#### Request A
Extract the passage on FAA history below, between "In the 1990s, satellite" and "September 11 attacks.", inclusive, and copy it word for word.

In 1979, Congress authorized the FAA to work with major commercial airports to define noise pollution contours and investigate the feasibility of noise mitigation by residential retrofit programs. Throughout the 1980s, these charters were implemented.

In the 1990s, satellite technology received increased emphasis in the FAA's development programs as a means to improvements in communications, navigation, and airspace management. In 1995, the agency assumed responsibility for safety oversight of commercial space transportation, a function begun eleven years before by an office within DOT headquarters. The agency was responsible for the decision to ground flights after the September 11 attacks.

=== 21st century ===
In December 2000, an organization within the FAA called the Air Traffic Organization, (ATO) was set up by presidential executive order. This became the air navigation service provider for the airspace of the United States and for the New York (Atlantic) and Oakland (Pacific) oceanic areas. It is a full member of the Civil Air Navigation Services Organisation.

The FAA issues a number of awards to holders of its certificates. Among these are demonstrated proficiencies as an aviation mechanic (the AMT Awards), a flight instructor (Gold Seal certification), a 50-year aviator (Wright Brothers Master Pilot Award), a 50-year mechanic (Charles Taylor Master Mechanic Award) or as a proficient pilot. The latter, the FAA "WINGS Program", provides a lifetime series of grouped proficiency activities at three levels (Basic, Advanced, and Master) for pilots who have undergone several hours of ground and flight training since their last WINGS award, or "Phase". The FAA encourages volunteerism in the promotion of aviation safety. The FAA Safety Team, or FAASTeam, works with Volunteers at several levels and promotes safety education and outreach nationwide.

#### Data
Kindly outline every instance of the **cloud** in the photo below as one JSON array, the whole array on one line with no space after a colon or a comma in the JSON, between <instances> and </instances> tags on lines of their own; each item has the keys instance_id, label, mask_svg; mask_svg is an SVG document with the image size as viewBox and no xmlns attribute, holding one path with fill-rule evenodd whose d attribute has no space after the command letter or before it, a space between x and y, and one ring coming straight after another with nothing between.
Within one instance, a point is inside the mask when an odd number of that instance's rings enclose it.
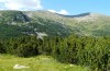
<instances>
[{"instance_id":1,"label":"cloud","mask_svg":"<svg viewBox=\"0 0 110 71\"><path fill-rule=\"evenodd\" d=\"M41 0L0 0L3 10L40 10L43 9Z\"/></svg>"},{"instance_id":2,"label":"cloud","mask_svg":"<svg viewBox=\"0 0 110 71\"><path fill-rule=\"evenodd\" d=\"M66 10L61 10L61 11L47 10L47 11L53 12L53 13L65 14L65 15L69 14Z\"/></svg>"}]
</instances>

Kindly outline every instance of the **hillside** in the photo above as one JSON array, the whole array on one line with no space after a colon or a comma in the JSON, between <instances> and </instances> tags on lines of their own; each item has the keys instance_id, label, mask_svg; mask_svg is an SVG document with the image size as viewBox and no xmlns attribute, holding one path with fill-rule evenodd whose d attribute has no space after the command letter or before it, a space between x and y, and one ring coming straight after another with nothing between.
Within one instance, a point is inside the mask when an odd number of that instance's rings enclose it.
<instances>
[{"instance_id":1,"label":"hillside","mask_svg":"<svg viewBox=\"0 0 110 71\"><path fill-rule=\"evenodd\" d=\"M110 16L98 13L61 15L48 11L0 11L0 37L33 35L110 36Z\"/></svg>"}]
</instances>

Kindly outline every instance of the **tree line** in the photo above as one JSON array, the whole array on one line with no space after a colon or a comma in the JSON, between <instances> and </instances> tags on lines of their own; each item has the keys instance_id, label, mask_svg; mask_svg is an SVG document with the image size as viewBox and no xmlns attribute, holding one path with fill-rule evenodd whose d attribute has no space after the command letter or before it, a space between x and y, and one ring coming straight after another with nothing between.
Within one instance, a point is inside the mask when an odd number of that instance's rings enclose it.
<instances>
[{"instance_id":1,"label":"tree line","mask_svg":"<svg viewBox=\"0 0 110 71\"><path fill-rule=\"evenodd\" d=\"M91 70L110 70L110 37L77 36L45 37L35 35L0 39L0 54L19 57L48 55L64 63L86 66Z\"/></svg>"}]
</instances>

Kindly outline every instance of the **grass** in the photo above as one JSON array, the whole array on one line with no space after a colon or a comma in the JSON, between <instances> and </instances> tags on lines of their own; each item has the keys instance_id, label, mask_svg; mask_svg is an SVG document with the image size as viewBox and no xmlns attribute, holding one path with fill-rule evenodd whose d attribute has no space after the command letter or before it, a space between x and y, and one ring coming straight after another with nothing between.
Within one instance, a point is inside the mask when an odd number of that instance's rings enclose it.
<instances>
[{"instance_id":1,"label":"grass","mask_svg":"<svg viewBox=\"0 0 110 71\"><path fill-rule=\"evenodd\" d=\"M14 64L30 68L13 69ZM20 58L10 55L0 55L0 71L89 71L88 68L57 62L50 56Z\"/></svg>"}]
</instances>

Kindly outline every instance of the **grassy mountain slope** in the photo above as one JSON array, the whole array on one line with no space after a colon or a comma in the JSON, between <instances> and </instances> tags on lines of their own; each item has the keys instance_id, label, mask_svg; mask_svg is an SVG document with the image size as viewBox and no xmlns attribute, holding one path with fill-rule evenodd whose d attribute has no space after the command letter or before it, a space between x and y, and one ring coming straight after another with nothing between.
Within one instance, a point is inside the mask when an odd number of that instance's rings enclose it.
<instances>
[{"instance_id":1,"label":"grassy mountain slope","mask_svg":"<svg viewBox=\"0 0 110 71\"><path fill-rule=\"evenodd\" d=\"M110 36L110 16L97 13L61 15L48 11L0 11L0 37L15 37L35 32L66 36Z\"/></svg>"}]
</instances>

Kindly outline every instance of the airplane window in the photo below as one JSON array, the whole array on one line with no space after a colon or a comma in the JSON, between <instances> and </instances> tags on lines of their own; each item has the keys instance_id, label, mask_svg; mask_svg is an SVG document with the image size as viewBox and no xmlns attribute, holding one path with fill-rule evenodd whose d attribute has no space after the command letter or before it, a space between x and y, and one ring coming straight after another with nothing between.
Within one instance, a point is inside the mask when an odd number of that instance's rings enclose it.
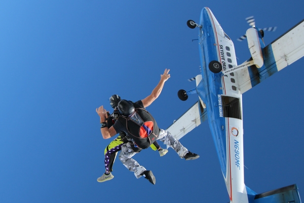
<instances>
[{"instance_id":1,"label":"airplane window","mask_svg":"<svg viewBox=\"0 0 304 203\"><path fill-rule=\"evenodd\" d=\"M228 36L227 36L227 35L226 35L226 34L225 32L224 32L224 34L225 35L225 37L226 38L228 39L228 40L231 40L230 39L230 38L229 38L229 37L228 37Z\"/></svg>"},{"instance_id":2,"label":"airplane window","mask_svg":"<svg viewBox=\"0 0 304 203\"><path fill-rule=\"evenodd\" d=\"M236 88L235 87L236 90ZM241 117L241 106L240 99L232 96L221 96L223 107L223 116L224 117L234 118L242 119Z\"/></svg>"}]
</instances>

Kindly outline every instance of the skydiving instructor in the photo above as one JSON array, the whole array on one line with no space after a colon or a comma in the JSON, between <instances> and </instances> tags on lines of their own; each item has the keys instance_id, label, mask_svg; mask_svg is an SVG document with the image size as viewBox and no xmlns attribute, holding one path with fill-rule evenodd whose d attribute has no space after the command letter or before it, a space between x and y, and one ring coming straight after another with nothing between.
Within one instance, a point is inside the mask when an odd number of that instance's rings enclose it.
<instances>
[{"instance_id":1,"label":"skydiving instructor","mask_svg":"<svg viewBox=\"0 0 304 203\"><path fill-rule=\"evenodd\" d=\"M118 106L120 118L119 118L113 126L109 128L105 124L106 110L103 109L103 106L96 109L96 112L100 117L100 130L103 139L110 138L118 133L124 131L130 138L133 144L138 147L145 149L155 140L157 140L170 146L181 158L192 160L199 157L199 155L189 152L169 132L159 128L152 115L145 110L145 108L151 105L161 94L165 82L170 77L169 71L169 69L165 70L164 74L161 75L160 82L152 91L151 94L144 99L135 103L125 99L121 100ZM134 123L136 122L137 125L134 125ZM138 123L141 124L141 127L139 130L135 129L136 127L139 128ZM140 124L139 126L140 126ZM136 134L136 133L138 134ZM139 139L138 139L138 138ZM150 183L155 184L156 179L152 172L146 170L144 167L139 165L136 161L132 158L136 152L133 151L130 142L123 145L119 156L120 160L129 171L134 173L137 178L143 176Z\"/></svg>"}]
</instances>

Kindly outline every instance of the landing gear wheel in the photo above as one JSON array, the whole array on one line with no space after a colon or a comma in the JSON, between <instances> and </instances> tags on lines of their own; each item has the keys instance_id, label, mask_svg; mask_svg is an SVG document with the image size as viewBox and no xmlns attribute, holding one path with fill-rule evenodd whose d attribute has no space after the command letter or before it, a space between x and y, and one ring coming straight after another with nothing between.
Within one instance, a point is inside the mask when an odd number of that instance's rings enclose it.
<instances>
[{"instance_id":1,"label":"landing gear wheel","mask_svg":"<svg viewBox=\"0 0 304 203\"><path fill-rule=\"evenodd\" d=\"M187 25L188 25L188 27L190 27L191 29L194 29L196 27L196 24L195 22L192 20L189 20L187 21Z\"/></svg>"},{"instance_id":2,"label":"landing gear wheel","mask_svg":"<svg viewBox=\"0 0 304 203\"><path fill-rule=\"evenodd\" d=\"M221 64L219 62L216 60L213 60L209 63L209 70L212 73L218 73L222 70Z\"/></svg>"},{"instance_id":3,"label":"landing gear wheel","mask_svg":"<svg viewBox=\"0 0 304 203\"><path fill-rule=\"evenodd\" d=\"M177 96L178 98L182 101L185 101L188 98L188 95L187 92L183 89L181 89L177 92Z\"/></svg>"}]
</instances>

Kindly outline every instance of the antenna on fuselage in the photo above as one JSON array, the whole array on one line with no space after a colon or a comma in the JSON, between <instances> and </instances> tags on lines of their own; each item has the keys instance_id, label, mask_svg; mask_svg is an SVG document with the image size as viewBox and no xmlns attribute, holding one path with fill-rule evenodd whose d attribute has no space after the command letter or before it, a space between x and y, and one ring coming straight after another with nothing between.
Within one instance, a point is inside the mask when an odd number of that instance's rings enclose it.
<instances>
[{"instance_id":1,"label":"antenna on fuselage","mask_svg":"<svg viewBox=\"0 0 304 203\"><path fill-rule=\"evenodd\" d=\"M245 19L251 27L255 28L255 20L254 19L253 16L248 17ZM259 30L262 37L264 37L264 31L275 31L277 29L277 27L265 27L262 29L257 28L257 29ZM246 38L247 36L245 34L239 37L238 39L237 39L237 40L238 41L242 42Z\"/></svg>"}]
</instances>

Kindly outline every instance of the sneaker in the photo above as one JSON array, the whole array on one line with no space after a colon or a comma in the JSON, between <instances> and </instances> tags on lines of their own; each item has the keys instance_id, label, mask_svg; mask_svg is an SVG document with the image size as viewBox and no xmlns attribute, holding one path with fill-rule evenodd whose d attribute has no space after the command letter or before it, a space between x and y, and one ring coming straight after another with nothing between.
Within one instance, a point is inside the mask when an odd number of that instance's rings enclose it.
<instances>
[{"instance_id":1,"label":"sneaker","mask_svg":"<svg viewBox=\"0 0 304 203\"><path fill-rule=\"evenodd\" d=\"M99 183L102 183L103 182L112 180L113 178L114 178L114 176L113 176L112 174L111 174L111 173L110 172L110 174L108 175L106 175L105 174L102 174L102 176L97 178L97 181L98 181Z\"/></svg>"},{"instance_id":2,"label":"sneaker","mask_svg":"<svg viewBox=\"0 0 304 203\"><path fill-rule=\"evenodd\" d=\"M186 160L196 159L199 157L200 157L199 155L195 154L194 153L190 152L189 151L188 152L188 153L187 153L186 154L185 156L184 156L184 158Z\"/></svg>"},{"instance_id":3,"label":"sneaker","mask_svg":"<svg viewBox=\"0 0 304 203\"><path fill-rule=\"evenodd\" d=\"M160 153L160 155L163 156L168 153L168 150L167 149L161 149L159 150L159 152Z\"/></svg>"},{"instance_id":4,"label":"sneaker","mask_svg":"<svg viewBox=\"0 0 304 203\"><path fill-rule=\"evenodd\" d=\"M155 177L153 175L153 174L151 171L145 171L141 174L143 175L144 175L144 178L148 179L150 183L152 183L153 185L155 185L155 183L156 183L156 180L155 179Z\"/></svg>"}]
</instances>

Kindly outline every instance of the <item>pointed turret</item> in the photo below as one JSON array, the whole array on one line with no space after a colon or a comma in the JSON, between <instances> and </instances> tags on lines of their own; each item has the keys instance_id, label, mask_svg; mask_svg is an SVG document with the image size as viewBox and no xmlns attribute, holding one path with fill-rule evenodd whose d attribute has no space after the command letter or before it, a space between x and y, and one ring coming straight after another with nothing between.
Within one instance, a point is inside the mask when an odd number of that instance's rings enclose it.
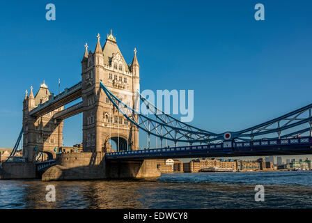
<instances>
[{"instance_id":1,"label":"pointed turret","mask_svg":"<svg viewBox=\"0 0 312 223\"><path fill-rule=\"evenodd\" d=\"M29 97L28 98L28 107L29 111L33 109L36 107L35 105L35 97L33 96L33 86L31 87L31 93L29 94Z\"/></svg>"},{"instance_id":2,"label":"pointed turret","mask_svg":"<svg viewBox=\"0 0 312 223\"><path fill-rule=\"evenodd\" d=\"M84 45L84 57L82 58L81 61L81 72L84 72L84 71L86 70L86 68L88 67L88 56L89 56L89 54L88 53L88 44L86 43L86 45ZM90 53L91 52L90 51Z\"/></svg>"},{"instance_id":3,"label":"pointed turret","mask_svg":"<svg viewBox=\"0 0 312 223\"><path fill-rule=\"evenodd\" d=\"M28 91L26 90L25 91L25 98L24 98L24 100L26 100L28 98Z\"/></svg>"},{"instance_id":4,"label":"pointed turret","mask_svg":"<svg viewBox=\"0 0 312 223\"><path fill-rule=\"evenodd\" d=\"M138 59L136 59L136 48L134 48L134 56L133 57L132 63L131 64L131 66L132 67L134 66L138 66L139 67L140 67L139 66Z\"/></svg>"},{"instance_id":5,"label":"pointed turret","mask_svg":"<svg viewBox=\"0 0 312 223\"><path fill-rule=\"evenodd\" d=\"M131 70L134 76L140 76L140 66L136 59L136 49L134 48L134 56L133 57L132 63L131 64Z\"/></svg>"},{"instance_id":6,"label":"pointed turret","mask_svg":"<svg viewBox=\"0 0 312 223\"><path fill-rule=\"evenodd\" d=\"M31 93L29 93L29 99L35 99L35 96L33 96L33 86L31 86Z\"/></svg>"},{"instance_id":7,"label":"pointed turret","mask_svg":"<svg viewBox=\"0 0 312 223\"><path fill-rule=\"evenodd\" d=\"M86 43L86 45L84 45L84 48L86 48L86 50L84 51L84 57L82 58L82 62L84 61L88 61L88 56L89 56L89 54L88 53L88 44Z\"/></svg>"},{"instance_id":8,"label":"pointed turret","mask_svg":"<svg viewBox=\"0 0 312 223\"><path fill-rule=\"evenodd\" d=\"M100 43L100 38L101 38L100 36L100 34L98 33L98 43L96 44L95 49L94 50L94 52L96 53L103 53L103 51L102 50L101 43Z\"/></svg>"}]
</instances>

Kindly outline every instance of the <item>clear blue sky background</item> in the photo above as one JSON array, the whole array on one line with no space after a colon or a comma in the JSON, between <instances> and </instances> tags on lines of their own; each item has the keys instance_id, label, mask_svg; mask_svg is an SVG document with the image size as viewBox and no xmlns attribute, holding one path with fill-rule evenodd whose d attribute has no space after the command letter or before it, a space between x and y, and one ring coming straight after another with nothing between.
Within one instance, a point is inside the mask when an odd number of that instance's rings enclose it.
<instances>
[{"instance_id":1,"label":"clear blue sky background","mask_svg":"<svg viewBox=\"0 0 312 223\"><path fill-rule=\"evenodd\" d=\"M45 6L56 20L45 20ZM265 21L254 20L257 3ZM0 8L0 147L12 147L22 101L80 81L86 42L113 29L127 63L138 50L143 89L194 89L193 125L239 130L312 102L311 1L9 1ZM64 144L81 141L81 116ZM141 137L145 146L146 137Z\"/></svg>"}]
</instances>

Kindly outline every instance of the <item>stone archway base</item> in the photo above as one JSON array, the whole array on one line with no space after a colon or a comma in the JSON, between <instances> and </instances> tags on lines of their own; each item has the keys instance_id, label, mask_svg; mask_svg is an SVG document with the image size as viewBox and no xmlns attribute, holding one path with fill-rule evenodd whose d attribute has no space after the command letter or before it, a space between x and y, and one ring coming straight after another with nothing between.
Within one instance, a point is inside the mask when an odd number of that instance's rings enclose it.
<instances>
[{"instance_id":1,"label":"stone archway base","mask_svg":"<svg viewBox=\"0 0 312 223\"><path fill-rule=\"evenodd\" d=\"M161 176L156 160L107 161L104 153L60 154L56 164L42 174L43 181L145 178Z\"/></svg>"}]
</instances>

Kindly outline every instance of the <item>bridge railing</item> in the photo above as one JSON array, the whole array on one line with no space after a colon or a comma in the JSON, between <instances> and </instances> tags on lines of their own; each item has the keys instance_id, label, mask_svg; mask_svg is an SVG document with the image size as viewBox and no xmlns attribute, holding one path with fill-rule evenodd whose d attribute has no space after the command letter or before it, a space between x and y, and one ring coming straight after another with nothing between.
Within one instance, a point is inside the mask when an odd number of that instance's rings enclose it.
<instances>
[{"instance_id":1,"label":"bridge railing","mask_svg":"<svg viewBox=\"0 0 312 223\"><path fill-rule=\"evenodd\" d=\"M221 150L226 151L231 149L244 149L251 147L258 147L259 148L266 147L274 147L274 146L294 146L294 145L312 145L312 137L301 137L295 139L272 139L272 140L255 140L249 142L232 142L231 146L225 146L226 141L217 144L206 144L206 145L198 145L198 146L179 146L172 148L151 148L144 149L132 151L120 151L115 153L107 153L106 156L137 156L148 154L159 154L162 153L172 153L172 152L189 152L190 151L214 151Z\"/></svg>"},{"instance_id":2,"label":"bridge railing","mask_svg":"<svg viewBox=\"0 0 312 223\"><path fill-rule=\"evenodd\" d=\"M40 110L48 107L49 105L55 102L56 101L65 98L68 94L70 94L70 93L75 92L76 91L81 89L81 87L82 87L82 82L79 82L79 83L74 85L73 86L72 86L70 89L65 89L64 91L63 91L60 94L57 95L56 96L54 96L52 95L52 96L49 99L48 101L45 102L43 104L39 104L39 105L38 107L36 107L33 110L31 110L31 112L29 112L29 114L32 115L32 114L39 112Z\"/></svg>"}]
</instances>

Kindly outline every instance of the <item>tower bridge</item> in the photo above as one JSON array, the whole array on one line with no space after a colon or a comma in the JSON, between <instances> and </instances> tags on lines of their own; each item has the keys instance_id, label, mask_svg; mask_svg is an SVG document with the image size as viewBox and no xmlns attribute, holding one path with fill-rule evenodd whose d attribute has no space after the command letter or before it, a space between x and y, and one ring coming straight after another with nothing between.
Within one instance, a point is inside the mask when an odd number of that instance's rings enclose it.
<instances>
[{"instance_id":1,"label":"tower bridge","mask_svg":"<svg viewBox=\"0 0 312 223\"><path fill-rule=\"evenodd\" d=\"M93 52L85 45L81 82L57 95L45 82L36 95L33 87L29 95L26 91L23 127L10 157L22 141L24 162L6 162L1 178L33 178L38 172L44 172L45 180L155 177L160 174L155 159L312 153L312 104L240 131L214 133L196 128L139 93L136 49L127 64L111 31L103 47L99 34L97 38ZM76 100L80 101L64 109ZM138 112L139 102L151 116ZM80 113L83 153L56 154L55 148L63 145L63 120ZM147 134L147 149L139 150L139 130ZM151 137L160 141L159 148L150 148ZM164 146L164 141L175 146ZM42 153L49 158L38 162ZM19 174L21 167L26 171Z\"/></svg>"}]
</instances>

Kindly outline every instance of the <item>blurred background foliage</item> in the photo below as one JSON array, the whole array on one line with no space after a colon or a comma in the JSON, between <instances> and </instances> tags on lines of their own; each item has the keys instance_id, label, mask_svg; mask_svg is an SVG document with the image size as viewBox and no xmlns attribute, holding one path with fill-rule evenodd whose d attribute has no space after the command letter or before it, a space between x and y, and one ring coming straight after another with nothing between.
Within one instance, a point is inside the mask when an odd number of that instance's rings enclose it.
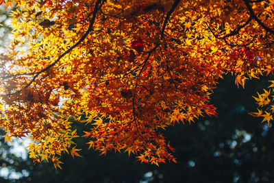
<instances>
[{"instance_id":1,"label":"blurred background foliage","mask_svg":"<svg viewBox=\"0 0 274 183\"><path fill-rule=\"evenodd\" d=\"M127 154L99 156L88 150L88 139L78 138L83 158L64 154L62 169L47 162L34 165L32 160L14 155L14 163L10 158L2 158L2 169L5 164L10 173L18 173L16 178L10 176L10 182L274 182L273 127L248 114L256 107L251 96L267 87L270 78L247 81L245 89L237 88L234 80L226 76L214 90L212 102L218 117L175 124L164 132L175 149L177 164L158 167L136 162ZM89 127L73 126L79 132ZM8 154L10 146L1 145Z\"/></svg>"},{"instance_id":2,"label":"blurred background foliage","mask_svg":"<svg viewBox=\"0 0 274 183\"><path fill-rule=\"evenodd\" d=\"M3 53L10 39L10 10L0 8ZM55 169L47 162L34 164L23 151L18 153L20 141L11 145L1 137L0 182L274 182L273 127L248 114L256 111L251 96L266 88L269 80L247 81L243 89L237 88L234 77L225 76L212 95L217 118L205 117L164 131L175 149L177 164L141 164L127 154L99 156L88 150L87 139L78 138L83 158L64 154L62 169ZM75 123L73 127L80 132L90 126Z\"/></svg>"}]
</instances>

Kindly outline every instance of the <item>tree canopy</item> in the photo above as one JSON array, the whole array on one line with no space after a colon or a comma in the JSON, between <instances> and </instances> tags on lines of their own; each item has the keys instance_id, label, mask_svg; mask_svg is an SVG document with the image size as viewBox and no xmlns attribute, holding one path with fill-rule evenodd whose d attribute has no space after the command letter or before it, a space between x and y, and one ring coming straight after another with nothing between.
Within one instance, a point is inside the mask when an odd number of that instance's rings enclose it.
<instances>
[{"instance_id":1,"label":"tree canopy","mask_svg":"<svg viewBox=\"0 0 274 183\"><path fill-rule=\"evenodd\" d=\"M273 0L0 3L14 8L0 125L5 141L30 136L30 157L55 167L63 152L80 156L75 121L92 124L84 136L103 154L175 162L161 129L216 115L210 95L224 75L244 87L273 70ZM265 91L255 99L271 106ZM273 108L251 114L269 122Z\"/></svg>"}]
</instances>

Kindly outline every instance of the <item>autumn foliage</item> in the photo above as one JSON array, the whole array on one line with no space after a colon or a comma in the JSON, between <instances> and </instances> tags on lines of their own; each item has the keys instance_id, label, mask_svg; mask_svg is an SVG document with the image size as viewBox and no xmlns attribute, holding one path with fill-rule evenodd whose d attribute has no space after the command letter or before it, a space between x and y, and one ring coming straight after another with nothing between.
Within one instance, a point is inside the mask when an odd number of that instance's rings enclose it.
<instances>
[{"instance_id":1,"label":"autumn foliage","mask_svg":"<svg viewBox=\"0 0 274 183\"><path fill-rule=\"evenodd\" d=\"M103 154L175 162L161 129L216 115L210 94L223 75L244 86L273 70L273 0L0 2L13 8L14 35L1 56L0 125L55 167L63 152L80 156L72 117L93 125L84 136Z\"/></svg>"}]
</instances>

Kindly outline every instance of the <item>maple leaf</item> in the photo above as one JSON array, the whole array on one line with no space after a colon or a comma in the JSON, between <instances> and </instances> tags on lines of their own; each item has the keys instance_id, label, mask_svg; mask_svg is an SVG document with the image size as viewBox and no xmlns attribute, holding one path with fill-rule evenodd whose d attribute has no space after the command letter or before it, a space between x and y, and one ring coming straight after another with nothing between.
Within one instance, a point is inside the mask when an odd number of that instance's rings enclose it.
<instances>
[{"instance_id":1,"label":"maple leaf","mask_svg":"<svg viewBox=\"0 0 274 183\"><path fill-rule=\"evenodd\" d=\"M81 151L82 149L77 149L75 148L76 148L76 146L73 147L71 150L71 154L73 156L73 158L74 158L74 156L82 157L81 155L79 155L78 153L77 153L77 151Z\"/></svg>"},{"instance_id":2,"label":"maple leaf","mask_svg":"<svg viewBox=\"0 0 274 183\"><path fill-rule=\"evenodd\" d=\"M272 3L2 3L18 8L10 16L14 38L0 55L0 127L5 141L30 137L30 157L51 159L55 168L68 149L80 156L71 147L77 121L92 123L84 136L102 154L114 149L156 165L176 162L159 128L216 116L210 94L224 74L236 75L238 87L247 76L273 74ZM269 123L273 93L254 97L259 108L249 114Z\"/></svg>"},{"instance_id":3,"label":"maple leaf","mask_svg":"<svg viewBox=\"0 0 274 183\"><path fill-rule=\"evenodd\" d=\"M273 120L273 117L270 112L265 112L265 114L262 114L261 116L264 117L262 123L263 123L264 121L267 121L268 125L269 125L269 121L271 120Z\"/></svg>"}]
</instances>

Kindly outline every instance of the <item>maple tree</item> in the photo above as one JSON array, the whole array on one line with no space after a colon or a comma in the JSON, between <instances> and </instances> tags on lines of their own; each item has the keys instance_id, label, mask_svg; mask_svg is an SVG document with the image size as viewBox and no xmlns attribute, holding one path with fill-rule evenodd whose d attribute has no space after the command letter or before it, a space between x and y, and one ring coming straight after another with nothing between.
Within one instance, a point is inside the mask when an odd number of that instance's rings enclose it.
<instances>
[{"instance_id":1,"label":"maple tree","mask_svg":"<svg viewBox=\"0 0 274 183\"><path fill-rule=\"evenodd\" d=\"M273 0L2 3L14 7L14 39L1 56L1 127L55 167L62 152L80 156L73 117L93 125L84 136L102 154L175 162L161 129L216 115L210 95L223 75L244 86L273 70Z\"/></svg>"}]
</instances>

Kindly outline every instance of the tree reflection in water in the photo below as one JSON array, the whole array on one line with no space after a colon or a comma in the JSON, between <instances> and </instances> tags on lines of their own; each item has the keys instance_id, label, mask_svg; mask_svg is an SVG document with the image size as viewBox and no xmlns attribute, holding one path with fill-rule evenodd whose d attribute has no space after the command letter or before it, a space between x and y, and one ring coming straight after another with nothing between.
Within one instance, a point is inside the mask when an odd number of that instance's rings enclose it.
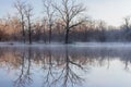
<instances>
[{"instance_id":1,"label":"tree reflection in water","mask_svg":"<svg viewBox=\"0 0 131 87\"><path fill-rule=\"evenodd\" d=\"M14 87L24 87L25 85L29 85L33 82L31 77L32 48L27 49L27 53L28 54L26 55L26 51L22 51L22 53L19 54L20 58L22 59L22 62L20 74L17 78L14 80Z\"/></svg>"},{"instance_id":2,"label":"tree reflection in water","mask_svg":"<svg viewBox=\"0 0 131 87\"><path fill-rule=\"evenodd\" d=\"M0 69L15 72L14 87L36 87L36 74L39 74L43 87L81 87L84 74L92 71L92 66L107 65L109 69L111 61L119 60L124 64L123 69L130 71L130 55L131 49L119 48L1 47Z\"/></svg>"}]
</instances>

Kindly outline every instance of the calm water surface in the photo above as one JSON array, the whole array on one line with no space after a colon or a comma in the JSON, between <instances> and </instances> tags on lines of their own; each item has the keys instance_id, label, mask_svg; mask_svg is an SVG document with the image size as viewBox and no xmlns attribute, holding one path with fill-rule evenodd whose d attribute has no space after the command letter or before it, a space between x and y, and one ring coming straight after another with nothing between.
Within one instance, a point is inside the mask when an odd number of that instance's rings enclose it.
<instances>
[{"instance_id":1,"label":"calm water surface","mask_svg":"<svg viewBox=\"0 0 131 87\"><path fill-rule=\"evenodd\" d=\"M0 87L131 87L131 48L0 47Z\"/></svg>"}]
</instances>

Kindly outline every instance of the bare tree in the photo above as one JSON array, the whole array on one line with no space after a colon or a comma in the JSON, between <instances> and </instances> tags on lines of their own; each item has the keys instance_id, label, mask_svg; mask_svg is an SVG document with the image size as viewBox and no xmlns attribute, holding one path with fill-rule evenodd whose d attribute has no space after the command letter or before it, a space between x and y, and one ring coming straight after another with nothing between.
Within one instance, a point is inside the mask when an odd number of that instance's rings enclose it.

#### Request B
Show every line of the entries above that contains the word "grassy".

#### Task output A
In the 1990s, satellite technology received increased emphasis in the FAA's development programs as a means to improvements in communications, navigation, and airspace management. In 1995, the agency assumed responsibility for safety oversight of commercial space transportation, a function begun eleven years before by an office within DOT headquarters. The agency was responsible for the decision to ground flights after the September 11 attacks.

#### Task output B
Kindly outline every instance of the **grassy mountain slope** in the photo above as one JSON array, the whole array on one line with no space after a colon or a comma in the JSON, between <instances> and </instances> tags on lines of their own; each item has the keys instance_id, label, mask_svg; mask_svg is an SVG document with the image size as viewBox and no xmlns attribute, holding one path with fill-rule evenodd whose d attribute has no space after the command letter or before it, a space between x and y, and one ring coming straight after another with nothing between.
[{"instance_id":1,"label":"grassy mountain slope","mask_svg":"<svg viewBox=\"0 0 110 71\"><path fill-rule=\"evenodd\" d=\"M110 36L110 16L97 13L61 15L48 11L0 11L0 37L15 37L35 32L66 36Z\"/></svg>"}]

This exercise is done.